-------- GIVEN RECORDS

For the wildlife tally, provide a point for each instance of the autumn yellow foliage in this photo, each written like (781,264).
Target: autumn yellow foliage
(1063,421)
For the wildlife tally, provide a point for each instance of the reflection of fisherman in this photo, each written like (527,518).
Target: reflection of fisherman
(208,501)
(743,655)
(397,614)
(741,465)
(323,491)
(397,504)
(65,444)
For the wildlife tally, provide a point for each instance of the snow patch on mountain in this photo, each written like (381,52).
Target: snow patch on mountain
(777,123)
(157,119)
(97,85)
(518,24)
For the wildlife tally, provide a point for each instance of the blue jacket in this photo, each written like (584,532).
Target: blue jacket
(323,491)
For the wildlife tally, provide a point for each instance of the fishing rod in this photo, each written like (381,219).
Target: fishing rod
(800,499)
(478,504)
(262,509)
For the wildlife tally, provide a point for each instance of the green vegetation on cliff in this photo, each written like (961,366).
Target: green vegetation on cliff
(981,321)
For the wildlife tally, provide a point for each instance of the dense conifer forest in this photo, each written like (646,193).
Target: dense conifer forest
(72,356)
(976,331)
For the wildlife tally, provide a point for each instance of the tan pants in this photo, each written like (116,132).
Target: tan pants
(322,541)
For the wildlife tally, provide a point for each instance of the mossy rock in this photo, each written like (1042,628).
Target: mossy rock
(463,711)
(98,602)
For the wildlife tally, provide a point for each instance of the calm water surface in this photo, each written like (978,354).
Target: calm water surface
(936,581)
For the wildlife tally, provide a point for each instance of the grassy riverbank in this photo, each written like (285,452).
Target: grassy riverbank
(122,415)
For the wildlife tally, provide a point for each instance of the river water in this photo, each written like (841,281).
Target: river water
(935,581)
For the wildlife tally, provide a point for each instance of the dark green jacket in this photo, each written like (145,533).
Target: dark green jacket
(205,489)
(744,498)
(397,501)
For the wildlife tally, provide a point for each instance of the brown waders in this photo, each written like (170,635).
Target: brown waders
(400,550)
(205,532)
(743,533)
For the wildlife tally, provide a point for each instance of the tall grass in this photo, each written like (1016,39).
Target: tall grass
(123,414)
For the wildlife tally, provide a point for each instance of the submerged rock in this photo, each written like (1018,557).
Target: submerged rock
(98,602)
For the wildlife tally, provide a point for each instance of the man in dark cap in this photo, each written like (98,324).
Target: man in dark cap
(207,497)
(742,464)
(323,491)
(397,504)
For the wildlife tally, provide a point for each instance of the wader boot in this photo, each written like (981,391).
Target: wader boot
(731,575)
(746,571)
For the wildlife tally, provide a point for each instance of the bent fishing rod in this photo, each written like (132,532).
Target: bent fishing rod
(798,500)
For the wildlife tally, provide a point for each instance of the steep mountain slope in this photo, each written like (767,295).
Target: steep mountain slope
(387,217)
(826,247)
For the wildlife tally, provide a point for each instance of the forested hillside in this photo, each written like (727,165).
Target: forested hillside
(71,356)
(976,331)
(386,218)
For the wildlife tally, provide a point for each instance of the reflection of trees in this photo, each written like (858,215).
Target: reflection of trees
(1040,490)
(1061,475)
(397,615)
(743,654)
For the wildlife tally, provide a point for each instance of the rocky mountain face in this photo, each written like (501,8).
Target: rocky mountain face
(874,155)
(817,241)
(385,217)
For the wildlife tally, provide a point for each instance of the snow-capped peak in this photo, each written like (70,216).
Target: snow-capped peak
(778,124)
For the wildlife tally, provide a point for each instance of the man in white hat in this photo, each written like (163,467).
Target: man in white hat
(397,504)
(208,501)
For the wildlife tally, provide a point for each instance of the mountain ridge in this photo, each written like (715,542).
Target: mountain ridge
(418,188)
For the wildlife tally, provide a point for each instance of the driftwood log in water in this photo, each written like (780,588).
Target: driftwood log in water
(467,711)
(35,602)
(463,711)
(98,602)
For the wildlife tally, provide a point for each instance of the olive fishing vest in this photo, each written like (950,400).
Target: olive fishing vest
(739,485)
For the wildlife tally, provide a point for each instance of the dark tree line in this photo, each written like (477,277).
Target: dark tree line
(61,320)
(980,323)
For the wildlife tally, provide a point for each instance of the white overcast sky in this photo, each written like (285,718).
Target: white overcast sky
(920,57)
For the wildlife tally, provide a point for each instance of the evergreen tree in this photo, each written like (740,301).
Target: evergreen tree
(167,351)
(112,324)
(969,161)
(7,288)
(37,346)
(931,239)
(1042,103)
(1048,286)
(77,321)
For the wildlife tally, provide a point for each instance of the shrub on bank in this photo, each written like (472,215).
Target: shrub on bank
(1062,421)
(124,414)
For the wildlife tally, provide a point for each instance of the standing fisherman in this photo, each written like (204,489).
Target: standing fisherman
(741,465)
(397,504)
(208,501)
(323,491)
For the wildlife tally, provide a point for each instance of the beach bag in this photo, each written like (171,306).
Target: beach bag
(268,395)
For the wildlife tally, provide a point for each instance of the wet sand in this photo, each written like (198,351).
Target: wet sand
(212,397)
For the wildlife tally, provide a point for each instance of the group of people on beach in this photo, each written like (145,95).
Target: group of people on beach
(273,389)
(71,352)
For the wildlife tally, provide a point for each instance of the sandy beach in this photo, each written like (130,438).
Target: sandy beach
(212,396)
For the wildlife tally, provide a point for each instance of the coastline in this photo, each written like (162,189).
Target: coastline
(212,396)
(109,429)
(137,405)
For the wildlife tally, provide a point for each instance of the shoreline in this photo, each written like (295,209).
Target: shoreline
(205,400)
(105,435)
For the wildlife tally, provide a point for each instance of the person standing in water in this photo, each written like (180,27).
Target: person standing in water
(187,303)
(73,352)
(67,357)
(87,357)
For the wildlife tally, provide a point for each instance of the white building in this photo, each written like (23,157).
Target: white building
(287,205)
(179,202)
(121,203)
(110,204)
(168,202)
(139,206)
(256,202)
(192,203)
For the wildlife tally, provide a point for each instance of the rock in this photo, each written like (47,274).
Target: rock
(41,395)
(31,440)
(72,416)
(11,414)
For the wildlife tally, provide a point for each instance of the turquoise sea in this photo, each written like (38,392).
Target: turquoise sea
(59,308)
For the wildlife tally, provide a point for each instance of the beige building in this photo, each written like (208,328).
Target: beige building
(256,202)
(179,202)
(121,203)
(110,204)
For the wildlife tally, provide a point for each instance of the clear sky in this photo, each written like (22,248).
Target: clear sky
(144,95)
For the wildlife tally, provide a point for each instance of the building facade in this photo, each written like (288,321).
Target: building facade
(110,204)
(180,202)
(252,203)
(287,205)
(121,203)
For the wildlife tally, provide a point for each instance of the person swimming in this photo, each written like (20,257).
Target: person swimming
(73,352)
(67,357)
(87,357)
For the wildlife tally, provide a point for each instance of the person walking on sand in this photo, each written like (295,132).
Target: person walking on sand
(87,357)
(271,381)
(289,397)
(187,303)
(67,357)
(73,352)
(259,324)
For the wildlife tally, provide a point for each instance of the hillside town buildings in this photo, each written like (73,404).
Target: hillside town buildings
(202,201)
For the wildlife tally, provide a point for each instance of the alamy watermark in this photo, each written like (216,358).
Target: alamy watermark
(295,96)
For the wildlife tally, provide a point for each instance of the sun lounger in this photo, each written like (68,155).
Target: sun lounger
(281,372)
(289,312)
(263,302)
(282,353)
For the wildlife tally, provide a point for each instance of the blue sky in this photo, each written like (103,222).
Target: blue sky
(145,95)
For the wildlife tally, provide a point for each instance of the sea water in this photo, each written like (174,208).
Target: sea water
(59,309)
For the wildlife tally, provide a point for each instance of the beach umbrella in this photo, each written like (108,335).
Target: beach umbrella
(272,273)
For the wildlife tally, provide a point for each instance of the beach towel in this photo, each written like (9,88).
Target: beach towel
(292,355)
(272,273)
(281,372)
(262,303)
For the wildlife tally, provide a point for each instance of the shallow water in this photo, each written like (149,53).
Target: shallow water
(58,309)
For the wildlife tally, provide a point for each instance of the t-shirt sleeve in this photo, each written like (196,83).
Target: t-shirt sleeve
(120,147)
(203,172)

----------------

TASK REQUIREMENTS - Precisely the lines between those holding "Target: reflection of fisherman" and "written like (646,193).", inclusive, are to be reproduced from the listing above, with nothing added.

RESPONSE TO THIS TASK -
Target: reflection of fisherman
(208,501)
(743,655)
(397,614)
(741,465)
(323,491)
(397,504)
(65,444)
For the wildlife tally, provide a point for each instance of the snow patch on mountain in this photo, each written like (381,52).
Target: snow patch on mountain
(777,123)
(157,119)
(97,85)
(518,24)
For the wildlife tally, provide a point for each instance of the blue jacket in this photo, each written like (584,532).
Target: blue jacket
(323,491)
For the wildlife tally, provide a point for each instance of the fishing rod in this photo, each written like (381,219).
Target: fishing rod
(800,499)
(478,504)
(262,509)
For the wildlife tally, provide a point for each instance of the green vegetation on cliff in this photo, each written like (961,366).
Target: green vegetation on cliff
(981,321)
For the wildlife tally, provide a point for each instance of the dense conifer forest in this photo, each written like (646,193).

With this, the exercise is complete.